== Source text ==

You are viewing a plain text version of this content. The canonical link for it is here.

Posted to hdfs-dev@hadoop.apache.org by Jim Clampffer <ja...@gmail.com> on 2017/10/25 19:52:21 UTC

[DISCUSS] Merging libhdfs++ (HDFS-8707) into trunk

Hi everyone,

I'd like to start a thread to discuss merging the HDFS-8707 aka libhdfs++
into trunk (as a beta release).

libhdfs++ is an HDFS client written in C++ designed to be used in
applications that are written in non-JVM based languages.  In its current
state it supports kerberos authenticated reads from HDFS and has been used
in production clusters for over a year so it has had a significant amount
of burn-in time.  The HDFS-8707 branch has been around for about 2 years
now so I'd like to know people's thoughts on what it would take to merge in
the current branch and possibly start a new one for handling writes and
encrypted reads.

Current features:
  -A libhdfs/libhdfs3 compatible C API that allows libhdfs++ to serve as a
drop-in replacement for clients that only need read support
  -An asynchronous C++ API with synchronous shims on top if the client
application wants to do blocking operations.  Internally a single thread
(optionally more) uses select/epoll by way of boost::asio to watch
thousands of sockets without the overhead of spawning threads to emulate
async operation.
  -Kerberos/SASL authentication support
  -HA namenode support
  -A set of utility programs that mirror the HDFS CLI utilities e.g.
"./hdfs dfs -chmod".  The major benefit of these is the tool startup time
is ~3 orders of magnitude faster (<1ms vs hundreds of ms) and occupies a
lot less memory since it isn't dealing with the JVM.  This makes it
possible to do things like write a simple bash script that stats a file,
applies some rules to the result, and decides if it should move it in a way
that scales to thousands of files without being penalized with O(N) JVM
startups.

===

> [What the exercise asks] In the post about merging libhdfs++, how long does it say libhdfs++ has been used in production clusters?

== Dataset records ==

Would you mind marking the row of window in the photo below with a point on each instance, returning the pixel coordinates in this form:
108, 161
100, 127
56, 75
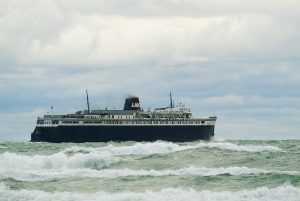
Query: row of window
135, 122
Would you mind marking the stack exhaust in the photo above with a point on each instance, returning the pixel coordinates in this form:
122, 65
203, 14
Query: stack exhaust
132, 103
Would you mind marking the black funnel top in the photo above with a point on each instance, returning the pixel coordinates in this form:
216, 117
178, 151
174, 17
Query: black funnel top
132, 103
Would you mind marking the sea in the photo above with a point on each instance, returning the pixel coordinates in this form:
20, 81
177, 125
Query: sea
244, 170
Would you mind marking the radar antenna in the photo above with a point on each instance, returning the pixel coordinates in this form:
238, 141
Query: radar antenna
87, 101
171, 100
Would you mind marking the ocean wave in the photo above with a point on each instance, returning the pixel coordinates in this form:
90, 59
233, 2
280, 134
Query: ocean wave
161, 147
60, 173
281, 193
14, 165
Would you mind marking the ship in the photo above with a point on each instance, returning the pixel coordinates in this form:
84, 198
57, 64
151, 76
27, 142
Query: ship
171, 123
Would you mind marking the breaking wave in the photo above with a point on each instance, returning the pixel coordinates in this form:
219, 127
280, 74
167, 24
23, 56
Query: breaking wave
161, 147
63, 172
281, 193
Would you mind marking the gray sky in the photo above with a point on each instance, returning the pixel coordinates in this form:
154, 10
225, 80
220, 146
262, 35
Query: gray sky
238, 60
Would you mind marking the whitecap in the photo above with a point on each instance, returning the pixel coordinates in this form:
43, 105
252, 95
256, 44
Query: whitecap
281, 193
60, 173
161, 147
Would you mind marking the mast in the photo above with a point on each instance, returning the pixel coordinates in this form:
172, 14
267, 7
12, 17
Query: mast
87, 101
171, 100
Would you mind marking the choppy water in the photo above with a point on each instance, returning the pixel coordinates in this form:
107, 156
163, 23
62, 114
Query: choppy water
215, 170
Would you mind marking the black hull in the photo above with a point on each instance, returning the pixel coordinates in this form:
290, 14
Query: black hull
105, 133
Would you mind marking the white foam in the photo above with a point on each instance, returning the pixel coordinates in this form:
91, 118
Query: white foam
60, 173
281, 193
241, 148
161, 147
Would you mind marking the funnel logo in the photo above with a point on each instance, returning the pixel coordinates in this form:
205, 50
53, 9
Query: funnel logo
135, 105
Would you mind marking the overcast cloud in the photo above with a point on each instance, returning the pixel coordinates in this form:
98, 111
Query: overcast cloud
238, 60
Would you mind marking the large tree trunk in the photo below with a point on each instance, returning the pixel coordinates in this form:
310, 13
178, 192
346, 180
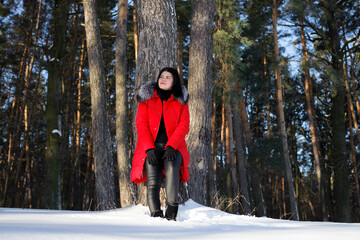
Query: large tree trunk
200, 87
104, 169
121, 106
281, 120
157, 33
53, 115
312, 122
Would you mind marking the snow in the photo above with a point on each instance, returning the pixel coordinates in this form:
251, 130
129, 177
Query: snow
194, 221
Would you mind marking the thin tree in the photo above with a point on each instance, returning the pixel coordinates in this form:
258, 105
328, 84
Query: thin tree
312, 122
200, 87
102, 149
121, 106
53, 114
281, 120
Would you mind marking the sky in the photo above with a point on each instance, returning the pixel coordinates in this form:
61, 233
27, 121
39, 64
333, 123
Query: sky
194, 221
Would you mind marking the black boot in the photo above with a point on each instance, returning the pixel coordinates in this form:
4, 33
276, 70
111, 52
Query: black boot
157, 213
171, 212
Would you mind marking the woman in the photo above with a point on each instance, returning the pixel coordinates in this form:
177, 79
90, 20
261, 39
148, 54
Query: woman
162, 123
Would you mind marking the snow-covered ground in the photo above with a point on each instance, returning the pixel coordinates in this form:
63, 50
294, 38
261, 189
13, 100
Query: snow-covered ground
194, 222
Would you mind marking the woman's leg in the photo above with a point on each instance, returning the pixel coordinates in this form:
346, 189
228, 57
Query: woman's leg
153, 176
172, 169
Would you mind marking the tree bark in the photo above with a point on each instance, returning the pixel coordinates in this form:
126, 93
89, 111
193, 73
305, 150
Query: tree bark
200, 88
312, 122
104, 169
338, 140
240, 161
53, 109
281, 120
121, 106
157, 33
231, 185
254, 171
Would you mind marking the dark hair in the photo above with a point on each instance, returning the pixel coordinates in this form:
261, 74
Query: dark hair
176, 87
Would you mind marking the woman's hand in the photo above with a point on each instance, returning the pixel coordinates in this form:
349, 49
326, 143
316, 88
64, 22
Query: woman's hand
169, 154
152, 157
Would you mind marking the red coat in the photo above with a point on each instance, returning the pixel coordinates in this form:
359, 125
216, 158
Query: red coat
176, 119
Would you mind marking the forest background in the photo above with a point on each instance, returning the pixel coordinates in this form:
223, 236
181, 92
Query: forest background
272, 134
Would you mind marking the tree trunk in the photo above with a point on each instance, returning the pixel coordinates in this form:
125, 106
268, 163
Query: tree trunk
232, 185
53, 113
338, 140
104, 169
240, 161
281, 120
312, 122
156, 19
121, 106
200, 87
254, 171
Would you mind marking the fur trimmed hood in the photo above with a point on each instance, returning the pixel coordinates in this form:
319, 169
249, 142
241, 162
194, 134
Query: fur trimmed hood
147, 91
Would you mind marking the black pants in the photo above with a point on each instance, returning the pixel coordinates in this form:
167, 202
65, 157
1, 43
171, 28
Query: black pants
154, 175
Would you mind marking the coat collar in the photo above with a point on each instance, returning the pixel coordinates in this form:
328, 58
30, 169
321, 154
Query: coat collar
148, 90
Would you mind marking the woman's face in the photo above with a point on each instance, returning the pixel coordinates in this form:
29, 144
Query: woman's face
165, 81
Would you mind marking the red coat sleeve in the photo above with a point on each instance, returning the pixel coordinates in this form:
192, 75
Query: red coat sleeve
142, 127
178, 136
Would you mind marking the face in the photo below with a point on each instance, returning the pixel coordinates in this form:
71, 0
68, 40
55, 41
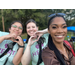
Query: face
16, 28
31, 28
58, 29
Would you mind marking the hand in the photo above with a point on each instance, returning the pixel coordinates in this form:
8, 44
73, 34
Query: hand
19, 41
11, 36
39, 34
32, 40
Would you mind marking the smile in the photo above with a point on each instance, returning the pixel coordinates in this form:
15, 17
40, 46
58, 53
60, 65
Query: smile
60, 36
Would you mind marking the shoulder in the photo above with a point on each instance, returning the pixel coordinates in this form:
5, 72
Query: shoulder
49, 57
3, 33
47, 52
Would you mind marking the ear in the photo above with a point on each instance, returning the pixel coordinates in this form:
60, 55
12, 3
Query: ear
37, 28
48, 31
9, 29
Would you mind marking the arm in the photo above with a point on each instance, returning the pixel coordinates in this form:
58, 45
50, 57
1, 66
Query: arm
49, 58
17, 58
41, 32
26, 58
7, 37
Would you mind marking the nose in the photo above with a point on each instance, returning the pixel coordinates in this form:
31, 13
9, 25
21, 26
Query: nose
17, 28
31, 28
60, 30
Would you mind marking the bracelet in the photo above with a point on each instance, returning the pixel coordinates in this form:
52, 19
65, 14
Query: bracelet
21, 46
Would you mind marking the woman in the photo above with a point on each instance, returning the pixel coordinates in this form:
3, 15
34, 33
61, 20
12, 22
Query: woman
57, 51
14, 55
32, 46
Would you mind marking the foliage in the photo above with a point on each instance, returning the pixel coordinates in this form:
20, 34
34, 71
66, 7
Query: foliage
39, 15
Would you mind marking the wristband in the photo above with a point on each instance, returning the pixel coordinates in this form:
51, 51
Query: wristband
21, 46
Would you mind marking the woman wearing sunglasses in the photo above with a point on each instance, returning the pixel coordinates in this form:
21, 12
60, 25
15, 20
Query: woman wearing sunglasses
14, 55
32, 49
58, 52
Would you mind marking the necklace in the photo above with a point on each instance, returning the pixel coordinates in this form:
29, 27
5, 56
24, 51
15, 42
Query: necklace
65, 53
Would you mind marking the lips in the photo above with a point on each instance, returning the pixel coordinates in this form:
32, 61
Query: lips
59, 36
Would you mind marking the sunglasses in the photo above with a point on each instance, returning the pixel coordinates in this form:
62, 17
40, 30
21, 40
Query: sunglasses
61, 14
14, 26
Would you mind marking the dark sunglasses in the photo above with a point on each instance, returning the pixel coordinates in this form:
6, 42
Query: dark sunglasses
61, 14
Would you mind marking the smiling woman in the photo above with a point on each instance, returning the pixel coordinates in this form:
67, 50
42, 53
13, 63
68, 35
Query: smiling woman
12, 57
57, 52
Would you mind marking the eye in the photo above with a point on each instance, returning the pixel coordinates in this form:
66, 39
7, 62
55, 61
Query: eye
64, 26
14, 26
20, 28
54, 27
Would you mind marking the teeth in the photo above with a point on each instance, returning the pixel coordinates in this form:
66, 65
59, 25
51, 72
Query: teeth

===

> [In response] For over a year.